§ **WHAT YOU HAVE TO DO**: Output the records, every one, exactly as given.
*** Block opens ***
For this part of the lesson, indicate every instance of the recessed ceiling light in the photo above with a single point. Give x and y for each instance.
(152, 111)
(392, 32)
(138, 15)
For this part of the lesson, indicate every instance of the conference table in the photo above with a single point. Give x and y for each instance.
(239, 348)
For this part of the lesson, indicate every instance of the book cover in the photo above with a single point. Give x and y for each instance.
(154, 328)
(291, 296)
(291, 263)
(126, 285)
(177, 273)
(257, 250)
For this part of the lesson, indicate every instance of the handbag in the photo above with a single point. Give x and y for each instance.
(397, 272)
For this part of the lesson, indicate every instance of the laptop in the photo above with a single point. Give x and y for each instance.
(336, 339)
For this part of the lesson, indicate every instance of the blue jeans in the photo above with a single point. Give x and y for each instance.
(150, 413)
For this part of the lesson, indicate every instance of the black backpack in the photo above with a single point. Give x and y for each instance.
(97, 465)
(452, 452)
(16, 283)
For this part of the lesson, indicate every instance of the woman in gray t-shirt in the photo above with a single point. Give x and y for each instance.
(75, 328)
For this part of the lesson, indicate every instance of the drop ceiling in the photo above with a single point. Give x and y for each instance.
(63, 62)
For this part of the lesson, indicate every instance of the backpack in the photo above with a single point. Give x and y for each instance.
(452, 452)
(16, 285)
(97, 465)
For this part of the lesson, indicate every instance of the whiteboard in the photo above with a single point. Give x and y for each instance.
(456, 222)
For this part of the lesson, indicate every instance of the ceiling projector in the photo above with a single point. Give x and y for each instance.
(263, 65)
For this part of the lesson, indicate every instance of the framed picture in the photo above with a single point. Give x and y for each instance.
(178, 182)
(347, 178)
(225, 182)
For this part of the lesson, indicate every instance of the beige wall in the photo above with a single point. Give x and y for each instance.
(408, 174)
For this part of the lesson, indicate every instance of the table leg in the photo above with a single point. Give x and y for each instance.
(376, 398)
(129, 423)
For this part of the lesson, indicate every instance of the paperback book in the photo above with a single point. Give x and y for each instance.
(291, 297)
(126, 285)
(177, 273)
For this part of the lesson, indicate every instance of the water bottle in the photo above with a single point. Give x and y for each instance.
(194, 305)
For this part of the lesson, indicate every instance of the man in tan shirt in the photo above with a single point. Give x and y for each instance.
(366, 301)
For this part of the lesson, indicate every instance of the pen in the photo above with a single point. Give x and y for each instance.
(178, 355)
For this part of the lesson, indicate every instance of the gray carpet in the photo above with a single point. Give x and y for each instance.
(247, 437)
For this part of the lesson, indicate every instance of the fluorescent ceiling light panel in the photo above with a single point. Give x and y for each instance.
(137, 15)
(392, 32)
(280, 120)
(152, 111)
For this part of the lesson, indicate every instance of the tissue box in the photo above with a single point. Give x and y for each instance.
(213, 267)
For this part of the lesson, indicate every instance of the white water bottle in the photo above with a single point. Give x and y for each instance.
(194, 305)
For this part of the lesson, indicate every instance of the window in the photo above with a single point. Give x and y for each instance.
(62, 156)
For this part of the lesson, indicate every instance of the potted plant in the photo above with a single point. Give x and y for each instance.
*** Block closes ***
§ **WRITTEN ANSWER**:
For this part of the lesson, indicate every instance of the recessed ceiling light in the photo above with a single point. Give x and y for each instance.
(152, 111)
(392, 32)
(138, 15)
For this part of the lesson, indicate every instance of the conference table in the photo above with a single point. Give x and y for each instance.
(239, 348)
For this part of the lesson, indicate every instance of the book cover in the photo above with a single point. Give x and y for each instance.
(154, 328)
(291, 296)
(291, 263)
(126, 285)
(177, 273)
(257, 250)
For this part of the lesson, indicate every instance of the handbag in the photo above with a single point. Give x and y for each instance.
(397, 272)
For this part of the lesson, indicate every instance of the laptop in the photo above with a single point. Give x and y for each instance.
(336, 339)
For this part of the lesson, indicate every instance of the blue jeans in the photo above with a single point. Give x and y for each instance.
(150, 413)
For this part of the lesson, indicate every instance of the black backpack in the photo above with a single point. Give x and y for each instance.
(97, 465)
(452, 452)
(16, 283)
For this part of the lesson, indicate every instance of the woman in gray t-shirt in the photo above with a single point. Give x and y for each instance.
(75, 328)
For this part of the lesson, indicate every instance of the drop ceiling in the photo above with a single point. Give x and y for each instance.
(63, 62)
For this part of the lesson, indicate every instance of the backpack in the photo above with a single point. Give x and y for each instance.
(452, 452)
(16, 285)
(97, 465)
For this part of the lesson, indicate every instance of the whiteboard in the photo above with a single point. Give x and y for each instance.
(456, 222)
For this part of the lesson, indicate every instance of the ceiling projector in the photo above with a single point. Give x and y for each instance.
(263, 65)
For this part of the lesson, indicate every instance of the framed picture in the photo above with a single point. Give x and y for each instance.
(178, 182)
(347, 178)
(225, 182)
For this part of the lesson, indicate every instance of the beige wall in the photo above with a single point. Give x and y for each instance.
(408, 174)
For this part of the lesson, indicate every instance of the table leg in the photo above with a single point. Give x and y for each instance.
(376, 398)
(129, 423)
For this part of the lesson, indicate every instance of the paperback book in the photo above with a single point. Give x and y for each instance.
(291, 297)
(126, 285)
(177, 273)
For this part of the lesson, indicate every instance of the water bottle in the photo above with a single point. Give x and y for each instance.
(194, 305)
For this part of the lesson, indicate every instance of the man in tan shirt in the photo above with a single point. Give x and y for each instance.
(366, 301)
For this part of the lesson, indicate every instance of the pen in the photo above with a single point. Give x and y for each instance.
(178, 355)
For this part of the lesson, indicate every instance of the gray carpet in the photo above with a single point. Give x and y for each instance.
(247, 437)
For this part of the lesson, indicate every instance of the fluorescent ceiling light panel in the photo above with a single point. Give x and y for each instance.
(137, 15)
(392, 32)
(280, 120)
(152, 111)
For this part of the lesson, indicate every instance of the tissue box in the photo above with a single point. Give x and y for each instance.
(213, 267)
For this part of the lesson, indicate every instance of the white water bottle in the photo above with a single point. Give x and y for each instance.
(194, 305)
For this part of the lesson, indicate every instance of the window in the photo above with a single point. Give x and y for each instance.
(62, 156)
For this part of the lesson, indicate every instance of the potted plant in the photo above with a single point. Give x and y for each instance.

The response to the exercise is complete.